*TASK INSTRUCTIONS*
The data is to be retyped in full, exactly.

[Dataset excerpts]
········

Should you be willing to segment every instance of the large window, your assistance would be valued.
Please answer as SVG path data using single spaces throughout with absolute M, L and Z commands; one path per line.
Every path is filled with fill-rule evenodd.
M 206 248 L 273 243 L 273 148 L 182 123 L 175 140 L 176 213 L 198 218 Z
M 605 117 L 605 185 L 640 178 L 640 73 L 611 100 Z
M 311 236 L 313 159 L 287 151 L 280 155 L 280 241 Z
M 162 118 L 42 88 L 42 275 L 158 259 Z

········

*RESPONSE TO THIS TASK*
Should you be willing to segment every instance of the large window, your assistance would be valued.
Please answer as SVG path data using single spaces throughout with absolute M, L and Z commands; one path per line.
Every path is filled with fill-rule evenodd.
M 206 248 L 273 243 L 273 148 L 182 123 L 175 140 L 176 213 L 198 218 Z
M 605 117 L 605 185 L 640 178 L 640 73 L 611 100 Z
M 311 236 L 313 159 L 287 151 L 280 155 L 280 241 Z
M 162 118 L 42 88 L 42 275 L 158 259 Z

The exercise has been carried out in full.